Copy out every line in the entries below that contains the string "trailer". Case matters, so include only lines where it appears with exactly that capitalization.
● ● ● ● ●
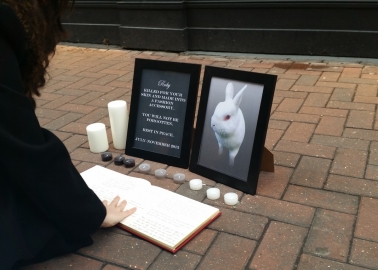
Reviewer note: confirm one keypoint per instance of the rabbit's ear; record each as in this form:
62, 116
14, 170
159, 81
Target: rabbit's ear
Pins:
229, 91
239, 96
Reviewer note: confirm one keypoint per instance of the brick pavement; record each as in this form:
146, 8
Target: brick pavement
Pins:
319, 210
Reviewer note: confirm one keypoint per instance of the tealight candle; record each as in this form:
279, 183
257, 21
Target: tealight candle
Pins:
231, 198
119, 160
106, 156
195, 184
144, 167
97, 138
118, 122
129, 162
160, 173
213, 193
179, 178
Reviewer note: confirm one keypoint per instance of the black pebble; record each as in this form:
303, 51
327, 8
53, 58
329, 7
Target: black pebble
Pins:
106, 156
119, 160
129, 162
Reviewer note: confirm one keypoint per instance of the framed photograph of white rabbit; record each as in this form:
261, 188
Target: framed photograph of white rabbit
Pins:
231, 126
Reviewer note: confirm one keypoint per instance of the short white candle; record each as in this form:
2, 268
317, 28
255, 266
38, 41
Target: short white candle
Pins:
231, 198
160, 173
179, 178
213, 193
97, 138
144, 167
195, 184
118, 122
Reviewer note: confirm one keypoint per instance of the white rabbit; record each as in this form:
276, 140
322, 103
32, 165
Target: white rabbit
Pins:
228, 123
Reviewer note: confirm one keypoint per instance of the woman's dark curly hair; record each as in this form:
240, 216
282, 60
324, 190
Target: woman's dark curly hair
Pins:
43, 28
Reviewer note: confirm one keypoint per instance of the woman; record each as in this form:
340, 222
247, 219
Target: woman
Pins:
46, 209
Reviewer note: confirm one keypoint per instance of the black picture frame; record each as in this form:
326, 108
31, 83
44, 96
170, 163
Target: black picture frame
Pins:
214, 116
162, 109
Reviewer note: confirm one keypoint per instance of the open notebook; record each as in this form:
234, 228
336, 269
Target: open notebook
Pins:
163, 217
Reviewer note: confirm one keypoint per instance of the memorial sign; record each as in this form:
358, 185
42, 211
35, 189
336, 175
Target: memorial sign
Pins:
162, 111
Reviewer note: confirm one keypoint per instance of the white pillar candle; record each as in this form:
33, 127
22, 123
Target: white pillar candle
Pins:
160, 173
213, 193
97, 138
179, 178
195, 184
230, 198
118, 122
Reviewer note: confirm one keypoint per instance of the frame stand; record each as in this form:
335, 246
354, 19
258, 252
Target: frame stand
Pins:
267, 161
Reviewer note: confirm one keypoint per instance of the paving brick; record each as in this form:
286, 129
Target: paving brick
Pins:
201, 242
273, 184
367, 219
360, 119
364, 99
350, 105
83, 82
163, 183
371, 172
323, 111
180, 260
366, 90
357, 80
330, 235
315, 263
364, 253
228, 252
74, 142
316, 100
300, 132
71, 261
279, 248
323, 199
63, 120
278, 210
373, 156
330, 125
337, 84
238, 223
349, 162
354, 186
290, 105
58, 102
77, 108
362, 134
351, 72
329, 76
340, 142
285, 159
275, 124
121, 250
94, 116
78, 128
306, 118
272, 137
311, 172
305, 149
341, 94
307, 80
312, 89
290, 94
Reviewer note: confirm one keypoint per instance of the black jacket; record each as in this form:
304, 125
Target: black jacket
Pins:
46, 209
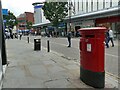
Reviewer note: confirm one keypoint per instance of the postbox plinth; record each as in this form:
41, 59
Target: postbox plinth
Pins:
92, 56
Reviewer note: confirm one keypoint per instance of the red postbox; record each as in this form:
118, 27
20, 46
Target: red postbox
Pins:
92, 56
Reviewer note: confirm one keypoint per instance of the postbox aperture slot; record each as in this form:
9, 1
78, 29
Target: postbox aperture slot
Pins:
89, 36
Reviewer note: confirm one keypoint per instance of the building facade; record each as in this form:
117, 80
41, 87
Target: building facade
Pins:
89, 13
23, 19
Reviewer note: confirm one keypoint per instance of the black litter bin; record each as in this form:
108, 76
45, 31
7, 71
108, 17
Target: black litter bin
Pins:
37, 44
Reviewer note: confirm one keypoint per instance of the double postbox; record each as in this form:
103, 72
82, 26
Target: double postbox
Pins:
92, 56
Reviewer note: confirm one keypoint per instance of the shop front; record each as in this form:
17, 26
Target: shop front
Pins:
113, 22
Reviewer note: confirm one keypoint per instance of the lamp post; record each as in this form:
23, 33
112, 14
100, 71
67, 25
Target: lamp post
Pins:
70, 4
2, 39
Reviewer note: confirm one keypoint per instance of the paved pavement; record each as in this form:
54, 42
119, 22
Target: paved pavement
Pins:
41, 69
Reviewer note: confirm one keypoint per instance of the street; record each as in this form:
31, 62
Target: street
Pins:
59, 45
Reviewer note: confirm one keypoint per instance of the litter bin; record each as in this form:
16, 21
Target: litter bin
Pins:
37, 44
92, 56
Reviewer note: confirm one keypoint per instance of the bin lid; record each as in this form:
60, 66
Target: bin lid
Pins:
93, 29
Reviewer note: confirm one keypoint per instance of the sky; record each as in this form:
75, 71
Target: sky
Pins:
18, 7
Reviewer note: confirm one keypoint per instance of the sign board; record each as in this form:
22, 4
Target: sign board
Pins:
5, 11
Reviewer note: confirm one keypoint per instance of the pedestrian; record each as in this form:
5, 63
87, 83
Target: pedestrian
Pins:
111, 36
69, 39
20, 35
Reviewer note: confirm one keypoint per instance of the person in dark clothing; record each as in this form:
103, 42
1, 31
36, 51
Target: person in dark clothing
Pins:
69, 39
107, 39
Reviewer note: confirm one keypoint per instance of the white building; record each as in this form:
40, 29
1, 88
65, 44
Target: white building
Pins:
89, 13
39, 15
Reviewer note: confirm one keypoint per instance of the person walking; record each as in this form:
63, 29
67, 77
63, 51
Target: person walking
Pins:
69, 39
111, 36
107, 39
20, 35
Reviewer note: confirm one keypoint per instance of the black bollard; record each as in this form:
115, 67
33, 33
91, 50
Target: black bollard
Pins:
48, 45
28, 39
2, 39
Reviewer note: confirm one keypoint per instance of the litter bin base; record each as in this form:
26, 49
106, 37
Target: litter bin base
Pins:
94, 79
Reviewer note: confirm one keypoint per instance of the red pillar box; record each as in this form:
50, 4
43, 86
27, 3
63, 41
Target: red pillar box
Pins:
92, 56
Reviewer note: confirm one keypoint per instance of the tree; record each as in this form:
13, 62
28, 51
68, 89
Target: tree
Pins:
29, 25
10, 19
55, 12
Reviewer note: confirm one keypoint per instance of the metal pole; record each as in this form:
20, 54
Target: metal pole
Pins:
2, 41
28, 39
48, 45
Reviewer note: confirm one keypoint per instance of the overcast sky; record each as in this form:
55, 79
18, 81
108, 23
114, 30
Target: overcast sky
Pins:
19, 6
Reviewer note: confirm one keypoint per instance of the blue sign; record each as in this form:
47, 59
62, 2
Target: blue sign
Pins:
40, 6
5, 11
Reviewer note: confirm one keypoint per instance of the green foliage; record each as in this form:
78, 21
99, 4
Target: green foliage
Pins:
55, 12
10, 19
29, 25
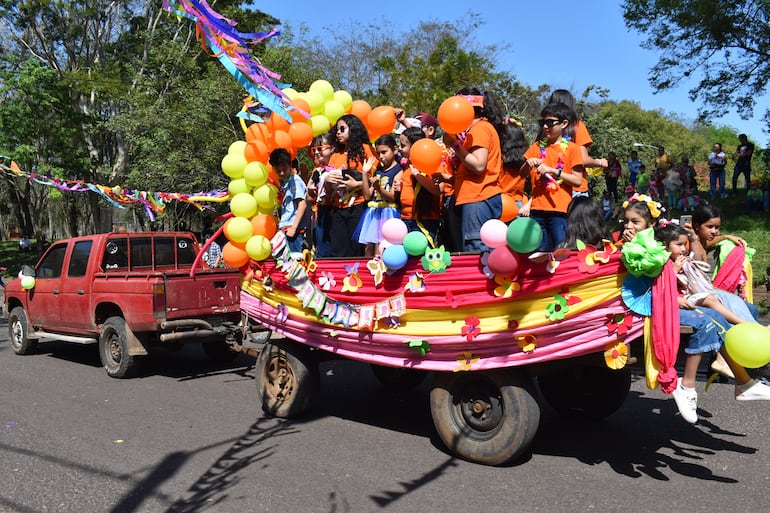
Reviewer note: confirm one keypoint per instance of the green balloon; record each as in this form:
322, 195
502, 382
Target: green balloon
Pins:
524, 235
415, 243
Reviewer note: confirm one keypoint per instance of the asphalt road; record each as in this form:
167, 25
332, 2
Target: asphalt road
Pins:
188, 436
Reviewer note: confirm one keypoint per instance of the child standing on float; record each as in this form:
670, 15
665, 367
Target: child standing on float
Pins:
555, 165
378, 191
351, 150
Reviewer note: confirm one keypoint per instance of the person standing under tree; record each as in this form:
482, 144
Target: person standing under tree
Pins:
742, 158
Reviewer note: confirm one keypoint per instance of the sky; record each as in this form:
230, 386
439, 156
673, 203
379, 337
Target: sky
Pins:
605, 53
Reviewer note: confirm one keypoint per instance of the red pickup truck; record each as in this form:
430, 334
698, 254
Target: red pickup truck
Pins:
126, 292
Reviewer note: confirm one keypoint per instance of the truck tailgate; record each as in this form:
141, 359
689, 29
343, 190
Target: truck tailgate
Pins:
207, 293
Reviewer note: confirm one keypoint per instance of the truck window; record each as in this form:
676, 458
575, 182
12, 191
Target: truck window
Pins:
51, 265
115, 255
79, 259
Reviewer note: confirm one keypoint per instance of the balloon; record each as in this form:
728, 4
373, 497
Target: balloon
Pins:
345, 99
258, 247
237, 186
265, 225
381, 120
256, 150
394, 257
394, 230
238, 229
323, 88
333, 110
503, 262
27, 282
510, 208
233, 165
425, 155
320, 124
493, 233
360, 109
255, 174
235, 255
415, 243
748, 344
243, 204
237, 147
524, 235
455, 114
301, 134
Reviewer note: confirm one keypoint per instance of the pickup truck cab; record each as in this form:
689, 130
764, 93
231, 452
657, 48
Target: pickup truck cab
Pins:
124, 292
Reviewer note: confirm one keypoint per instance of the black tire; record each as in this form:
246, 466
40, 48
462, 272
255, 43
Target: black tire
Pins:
585, 392
287, 378
18, 332
398, 379
113, 350
488, 417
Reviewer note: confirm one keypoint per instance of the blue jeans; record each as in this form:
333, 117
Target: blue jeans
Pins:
474, 215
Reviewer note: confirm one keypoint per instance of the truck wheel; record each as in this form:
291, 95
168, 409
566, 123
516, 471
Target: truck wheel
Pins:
585, 392
488, 417
113, 349
398, 379
287, 378
18, 332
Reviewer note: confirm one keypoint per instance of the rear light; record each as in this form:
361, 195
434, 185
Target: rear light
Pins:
159, 300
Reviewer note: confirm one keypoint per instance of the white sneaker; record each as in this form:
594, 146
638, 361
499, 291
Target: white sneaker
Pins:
753, 390
687, 402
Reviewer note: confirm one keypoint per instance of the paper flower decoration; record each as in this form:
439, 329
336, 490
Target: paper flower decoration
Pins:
466, 361
471, 329
616, 355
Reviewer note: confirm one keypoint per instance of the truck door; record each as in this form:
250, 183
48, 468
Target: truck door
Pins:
76, 314
44, 299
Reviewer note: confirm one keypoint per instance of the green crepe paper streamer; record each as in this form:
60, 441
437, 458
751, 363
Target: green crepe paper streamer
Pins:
644, 256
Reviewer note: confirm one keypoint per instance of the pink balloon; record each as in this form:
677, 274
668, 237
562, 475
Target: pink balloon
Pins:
494, 233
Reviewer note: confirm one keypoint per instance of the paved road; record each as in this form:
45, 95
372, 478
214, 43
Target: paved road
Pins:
190, 437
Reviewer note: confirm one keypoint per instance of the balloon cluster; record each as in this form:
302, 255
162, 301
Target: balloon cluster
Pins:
523, 235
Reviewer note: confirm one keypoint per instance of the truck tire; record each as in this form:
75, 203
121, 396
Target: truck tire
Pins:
585, 392
113, 349
18, 332
287, 378
398, 379
487, 417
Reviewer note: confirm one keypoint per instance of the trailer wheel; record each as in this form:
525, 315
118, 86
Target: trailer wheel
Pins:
585, 392
488, 417
287, 378
113, 349
18, 332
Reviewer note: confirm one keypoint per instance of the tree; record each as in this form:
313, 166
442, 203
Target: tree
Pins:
724, 43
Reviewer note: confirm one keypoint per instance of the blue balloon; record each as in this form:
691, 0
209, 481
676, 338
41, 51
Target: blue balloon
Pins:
394, 257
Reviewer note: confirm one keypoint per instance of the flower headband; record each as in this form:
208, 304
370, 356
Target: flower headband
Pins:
655, 207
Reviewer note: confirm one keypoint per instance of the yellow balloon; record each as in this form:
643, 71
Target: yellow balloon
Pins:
243, 204
238, 229
258, 247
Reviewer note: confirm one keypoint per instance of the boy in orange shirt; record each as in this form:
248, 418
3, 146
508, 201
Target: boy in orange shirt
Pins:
555, 166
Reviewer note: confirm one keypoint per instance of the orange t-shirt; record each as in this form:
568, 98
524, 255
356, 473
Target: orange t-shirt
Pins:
469, 186
558, 200
339, 160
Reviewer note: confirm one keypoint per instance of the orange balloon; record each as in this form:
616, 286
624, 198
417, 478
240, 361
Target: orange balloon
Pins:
455, 114
381, 120
235, 255
510, 208
264, 225
425, 155
360, 109
256, 151
258, 131
301, 134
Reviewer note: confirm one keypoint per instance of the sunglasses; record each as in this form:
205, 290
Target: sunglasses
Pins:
550, 123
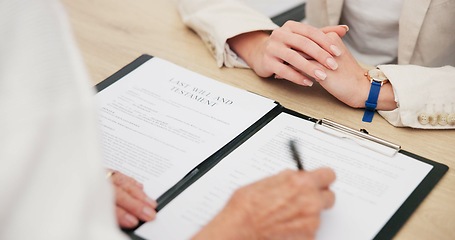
● ● ● ● ●
Output for this task
Reviewer note: confirm one keypoint per instance of the trailer wheel; record each as in this form:
Target: trailer wheel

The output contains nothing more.